BEGIN GIVEN DATA

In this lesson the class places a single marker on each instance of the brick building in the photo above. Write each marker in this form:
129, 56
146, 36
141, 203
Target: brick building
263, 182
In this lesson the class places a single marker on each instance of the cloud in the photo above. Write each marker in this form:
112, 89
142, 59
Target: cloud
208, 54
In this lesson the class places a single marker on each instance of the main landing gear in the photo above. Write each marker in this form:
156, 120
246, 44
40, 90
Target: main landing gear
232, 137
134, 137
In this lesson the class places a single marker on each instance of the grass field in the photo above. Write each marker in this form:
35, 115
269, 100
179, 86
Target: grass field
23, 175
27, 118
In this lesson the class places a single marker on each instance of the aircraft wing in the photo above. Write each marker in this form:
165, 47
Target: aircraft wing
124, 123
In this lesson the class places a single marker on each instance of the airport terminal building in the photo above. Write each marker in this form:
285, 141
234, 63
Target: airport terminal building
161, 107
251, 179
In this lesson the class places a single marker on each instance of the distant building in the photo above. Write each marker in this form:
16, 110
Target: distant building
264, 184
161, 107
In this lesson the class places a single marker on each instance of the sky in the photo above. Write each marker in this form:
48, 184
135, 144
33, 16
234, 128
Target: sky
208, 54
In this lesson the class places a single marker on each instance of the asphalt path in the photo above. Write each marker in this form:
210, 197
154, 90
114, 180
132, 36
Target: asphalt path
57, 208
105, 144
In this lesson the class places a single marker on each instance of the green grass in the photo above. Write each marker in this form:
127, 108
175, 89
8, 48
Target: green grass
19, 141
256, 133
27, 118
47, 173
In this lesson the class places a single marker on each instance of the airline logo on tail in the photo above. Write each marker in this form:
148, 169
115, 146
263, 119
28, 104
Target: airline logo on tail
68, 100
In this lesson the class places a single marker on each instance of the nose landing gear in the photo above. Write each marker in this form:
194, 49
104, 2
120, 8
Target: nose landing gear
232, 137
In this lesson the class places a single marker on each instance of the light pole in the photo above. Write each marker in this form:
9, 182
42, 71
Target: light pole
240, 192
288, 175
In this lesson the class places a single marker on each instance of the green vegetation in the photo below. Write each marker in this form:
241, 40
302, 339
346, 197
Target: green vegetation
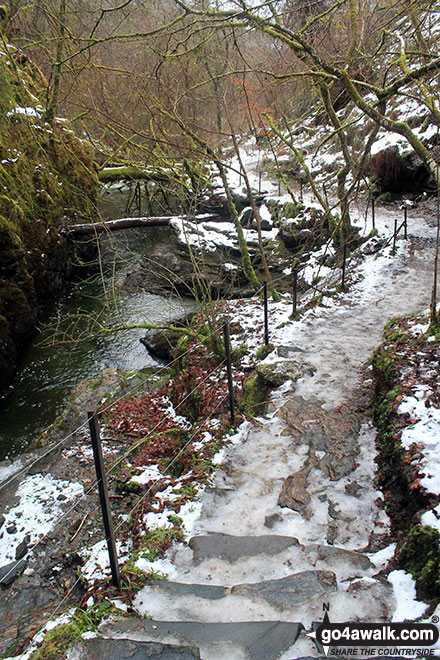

END GIVEN DATA

• [WRITTEN INSTRUCTION]: List every line of the data above that contains the word "airline", copying each one in full.

• [THE REPLY]:
In this lesson the class places a single marker on each instance of the airline logo on tail in the photo above. Write each marker in this form:
Target: airline logo on tail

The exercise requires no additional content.